(Region pointing data)
++++
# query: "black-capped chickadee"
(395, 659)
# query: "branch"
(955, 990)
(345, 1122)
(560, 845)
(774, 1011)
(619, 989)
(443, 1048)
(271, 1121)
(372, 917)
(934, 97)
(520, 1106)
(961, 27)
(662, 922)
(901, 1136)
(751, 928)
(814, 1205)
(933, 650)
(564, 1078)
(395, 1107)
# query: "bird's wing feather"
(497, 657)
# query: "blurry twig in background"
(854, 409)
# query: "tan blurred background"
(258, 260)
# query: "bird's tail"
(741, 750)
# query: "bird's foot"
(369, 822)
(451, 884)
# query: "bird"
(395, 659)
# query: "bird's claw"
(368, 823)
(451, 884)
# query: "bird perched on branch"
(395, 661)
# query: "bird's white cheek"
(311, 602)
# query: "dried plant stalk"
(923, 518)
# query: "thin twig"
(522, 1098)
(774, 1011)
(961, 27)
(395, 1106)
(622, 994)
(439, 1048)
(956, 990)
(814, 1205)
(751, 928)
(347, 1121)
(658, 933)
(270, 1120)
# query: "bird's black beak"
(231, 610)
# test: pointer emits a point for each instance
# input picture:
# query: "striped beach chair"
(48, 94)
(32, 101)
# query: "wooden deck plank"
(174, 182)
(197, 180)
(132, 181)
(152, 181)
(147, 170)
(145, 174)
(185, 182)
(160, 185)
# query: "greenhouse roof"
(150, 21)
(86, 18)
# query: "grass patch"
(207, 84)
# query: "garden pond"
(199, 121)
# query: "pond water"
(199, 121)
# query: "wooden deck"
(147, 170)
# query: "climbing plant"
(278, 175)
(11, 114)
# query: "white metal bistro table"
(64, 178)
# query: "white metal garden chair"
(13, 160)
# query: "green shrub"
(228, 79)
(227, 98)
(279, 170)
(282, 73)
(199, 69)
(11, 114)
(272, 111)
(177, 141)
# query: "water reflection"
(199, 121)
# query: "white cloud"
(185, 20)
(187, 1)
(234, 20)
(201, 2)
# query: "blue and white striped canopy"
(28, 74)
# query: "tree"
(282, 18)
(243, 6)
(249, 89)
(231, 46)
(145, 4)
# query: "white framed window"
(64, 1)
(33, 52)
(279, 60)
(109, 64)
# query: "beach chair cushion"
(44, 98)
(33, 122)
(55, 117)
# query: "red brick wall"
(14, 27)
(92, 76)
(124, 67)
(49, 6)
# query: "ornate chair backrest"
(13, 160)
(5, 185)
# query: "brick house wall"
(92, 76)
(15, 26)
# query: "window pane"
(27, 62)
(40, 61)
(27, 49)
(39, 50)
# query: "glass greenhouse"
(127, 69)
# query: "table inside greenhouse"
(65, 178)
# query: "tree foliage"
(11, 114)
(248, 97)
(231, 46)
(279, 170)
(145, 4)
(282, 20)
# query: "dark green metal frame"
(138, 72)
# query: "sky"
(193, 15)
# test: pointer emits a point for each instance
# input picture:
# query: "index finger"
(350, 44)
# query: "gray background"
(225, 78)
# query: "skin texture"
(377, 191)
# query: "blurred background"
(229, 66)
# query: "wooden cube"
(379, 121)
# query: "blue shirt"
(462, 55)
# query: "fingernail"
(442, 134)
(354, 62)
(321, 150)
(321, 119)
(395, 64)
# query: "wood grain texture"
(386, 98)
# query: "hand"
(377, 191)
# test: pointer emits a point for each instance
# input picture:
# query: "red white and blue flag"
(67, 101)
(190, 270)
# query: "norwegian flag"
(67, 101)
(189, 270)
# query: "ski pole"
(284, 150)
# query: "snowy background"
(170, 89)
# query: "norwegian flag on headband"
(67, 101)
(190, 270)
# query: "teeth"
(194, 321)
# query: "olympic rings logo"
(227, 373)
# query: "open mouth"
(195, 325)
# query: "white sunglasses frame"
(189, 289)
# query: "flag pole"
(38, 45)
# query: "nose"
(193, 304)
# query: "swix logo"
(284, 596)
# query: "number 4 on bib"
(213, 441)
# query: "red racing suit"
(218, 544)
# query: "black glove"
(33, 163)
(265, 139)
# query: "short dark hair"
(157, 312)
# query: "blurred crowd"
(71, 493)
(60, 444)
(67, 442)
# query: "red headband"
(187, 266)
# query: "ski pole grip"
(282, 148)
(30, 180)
++++
WHAT THE EXERCISE ASKS:
Retype all of the lines shown above, keeping each one exact.

SOLVED EXERCISE:
# query: "black-capped chickadee"
(395, 659)
# query: "branch"
(955, 990)
(345, 1122)
(560, 845)
(774, 1011)
(619, 989)
(443, 1048)
(271, 1121)
(372, 917)
(934, 97)
(520, 1106)
(961, 27)
(662, 922)
(901, 1136)
(751, 928)
(814, 1205)
(933, 650)
(564, 1078)
(395, 1107)
# query: "bird's wing feather"
(497, 657)
# query: "blurry twig in background"
(854, 409)
# query: "tan blurred background"
(258, 260)
# query: "bird's tail"
(741, 750)
# query: "bird's foot"
(369, 822)
(451, 884)
# query: "bird"
(395, 659)
# query: "bird's claw"
(368, 823)
(451, 884)
# query: "bird perched on branch"
(395, 661)
# query: "bird's white cheek"
(311, 602)
# query: "dried plant stalk"
(923, 518)
# query: "thin twig"
(522, 1098)
(774, 1011)
(961, 27)
(395, 1106)
(622, 994)
(439, 1048)
(956, 990)
(814, 1205)
(751, 928)
(347, 1121)
(658, 933)
(270, 1120)
# query: "bird's black beak"
(231, 610)
# test: pointer emits a point for each instance
# input picture:
# query: "striped beach chair"
(48, 94)
(32, 101)
# query: "wooden deck plank"
(174, 182)
(197, 180)
(132, 181)
(152, 181)
(147, 170)
(145, 174)
(185, 182)
(160, 185)
# query: "greenhouse roof"
(150, 21)
(86, 18)
# query: "grass patch"
(207, 84)
# query: "garden pond"
(199, 121)
# query: "pond water"
(199, 121)
# query: "wooden deck"
(147, 170)
# query: "climbing plant"
(278, 175)
(11, 114)
# query: "white metal bistro table"
(64, 178)
# query: "white metal garden chair"
(13, 160)
# query: "green shrub"
(228, 79)
(227, 98)
(279, 170)
(282, 73)
(199, 69)
(11, 114)
(272, 111)
(177, 141)
# query: "water reflection"
(199, 121)
# query: "white cloud"
(185, 20)
(187, 1)
(234, 20)
(201, 2)
# query: "blue and white striped canopy"
(28, 74)
# query: "tree"
(282, 18)
(243, 6)
(249, 89)
(231, 46)
(145, 4)
# query: "white framed window"
(64, 1)
(33, 52)
(279, 60)
(109, 64)
# query: "beach chair cushion"
(44, 98)
(33, 122)
(55, 117)
# query: "red brick wall"
(14, 27)
(92, 76)
(124, 67)
(49, 6)
# query: "ornate chair backrest"
(13, 160)
(5, 185)
# query: "brick house wall"
(92, 76)
(15, 26)
# query: "window pane"
(27, 62)
(40, 61)
(27, 49)
(39, 50)
# query: "glass greenhouse"
(127, 69)
# query: "table inside greenhouse"
(65, 178)
# query: "tree foliage"
(11, 114)
(248, 97)
(231, 46)
(279, 170)
(145, 4)
(282, 20)
# query: "dark green metal frame"
(138, 72)
# query: "sky"
(193, 15)
# test: pointer emits a point for each instance
# input picture:
# query: "index finger"
(350, 44)
# query: "gray background"
(225, 78)
# query: "skin texture"
(377, 191)
# query: "blurred background"
(229, 66)
# query: "wooden cube"
(379, 121)
# query: "blue shirt"
(462, 55)
# query: "fingernail"
(442, 134)
(354, 62)
(321, 150)
(321, 119)
(395, 64)
# query: "wood grain texture"
(386, 98)
# query: "hand"
(377, 191)
# test: pointer emits a point for each instance
# input picture:
# query: "red white and blue flag"
(67, 101)
(190, 270)
# query: "norwegian flag"
(67, 101)
(189, 270)
# query: "ski pole"
(284, 150)
# query: "snowy background"
(170, 89)
# query: "norwegian flag on headband"
(67, 101)
(190, 270)
# query: "teeth"
(194, 321)
# query: "olympic rings logo"
(227, 373)
# query: "open mouth"
(195, 325)
# query: "white sunglasses frame"
(189, 289)
# query: "flag pole"
(38, 45)
# query: "nose"
(193, 304)
# query: "swix logo"
(284, 596)
# query: "number 4 on bib"
(213, 441)
# query: "red racing suit"
(218, 544)
# query: "black glove"
(33, 163)
(265, 139)
# query: "short dark hair"
(157, 312)
# query: "blurred crowd"
(71, 493)
(60, 444)
(67, 442)
# query: "red headband"
(187, 266)
# query: "ski pole grip"
(282, 148)
(30, 180)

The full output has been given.